- **Work to be completed**: Among the lines of the entries below, count those containing the word "snow" and answer with the number only.

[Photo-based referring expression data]

=== Begin Enclosure ===

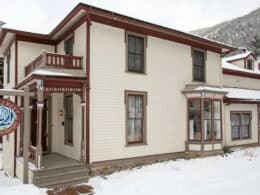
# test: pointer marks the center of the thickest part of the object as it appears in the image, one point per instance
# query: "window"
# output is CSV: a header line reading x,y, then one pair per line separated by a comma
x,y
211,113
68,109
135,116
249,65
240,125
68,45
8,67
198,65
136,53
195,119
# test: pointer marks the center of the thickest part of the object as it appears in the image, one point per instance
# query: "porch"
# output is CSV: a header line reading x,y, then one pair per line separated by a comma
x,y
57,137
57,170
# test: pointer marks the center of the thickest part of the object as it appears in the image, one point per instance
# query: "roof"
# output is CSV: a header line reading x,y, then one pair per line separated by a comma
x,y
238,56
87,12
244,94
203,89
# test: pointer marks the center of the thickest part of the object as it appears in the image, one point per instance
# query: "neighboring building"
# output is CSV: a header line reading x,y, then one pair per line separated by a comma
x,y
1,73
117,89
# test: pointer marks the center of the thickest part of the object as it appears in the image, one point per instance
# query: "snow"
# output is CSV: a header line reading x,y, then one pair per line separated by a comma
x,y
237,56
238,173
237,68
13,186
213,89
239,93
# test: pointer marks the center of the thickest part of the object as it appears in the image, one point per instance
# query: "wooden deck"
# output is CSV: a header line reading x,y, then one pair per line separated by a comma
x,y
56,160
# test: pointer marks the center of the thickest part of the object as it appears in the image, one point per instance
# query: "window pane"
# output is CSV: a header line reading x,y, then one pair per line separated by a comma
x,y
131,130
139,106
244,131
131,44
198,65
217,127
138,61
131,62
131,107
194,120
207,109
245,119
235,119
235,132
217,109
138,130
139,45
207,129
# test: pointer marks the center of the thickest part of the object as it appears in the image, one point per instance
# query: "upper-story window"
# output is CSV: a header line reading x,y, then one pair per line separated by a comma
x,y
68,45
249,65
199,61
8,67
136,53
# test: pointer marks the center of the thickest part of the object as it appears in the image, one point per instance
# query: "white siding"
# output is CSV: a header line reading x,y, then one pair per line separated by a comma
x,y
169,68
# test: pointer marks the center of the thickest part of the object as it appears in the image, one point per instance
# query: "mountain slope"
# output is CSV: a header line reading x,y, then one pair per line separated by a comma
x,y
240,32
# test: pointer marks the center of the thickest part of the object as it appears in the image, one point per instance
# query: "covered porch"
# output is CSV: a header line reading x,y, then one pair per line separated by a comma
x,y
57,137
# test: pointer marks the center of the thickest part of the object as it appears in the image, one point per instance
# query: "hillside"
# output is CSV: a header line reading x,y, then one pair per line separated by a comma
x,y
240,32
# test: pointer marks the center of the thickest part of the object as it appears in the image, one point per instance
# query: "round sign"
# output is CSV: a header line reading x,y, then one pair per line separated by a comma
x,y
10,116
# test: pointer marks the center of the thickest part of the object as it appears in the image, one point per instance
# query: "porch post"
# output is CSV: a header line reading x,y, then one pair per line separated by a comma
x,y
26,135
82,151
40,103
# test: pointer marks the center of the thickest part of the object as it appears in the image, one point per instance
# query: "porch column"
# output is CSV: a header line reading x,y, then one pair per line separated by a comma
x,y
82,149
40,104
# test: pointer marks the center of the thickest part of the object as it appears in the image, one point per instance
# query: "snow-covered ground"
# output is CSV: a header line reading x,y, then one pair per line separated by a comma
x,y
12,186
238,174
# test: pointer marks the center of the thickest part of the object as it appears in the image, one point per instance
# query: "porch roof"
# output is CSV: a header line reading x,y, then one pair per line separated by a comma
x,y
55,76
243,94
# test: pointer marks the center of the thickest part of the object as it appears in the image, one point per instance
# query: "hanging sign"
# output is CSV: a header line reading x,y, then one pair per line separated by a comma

=== End Enclosure ===

- **Solution to this exercise**: 2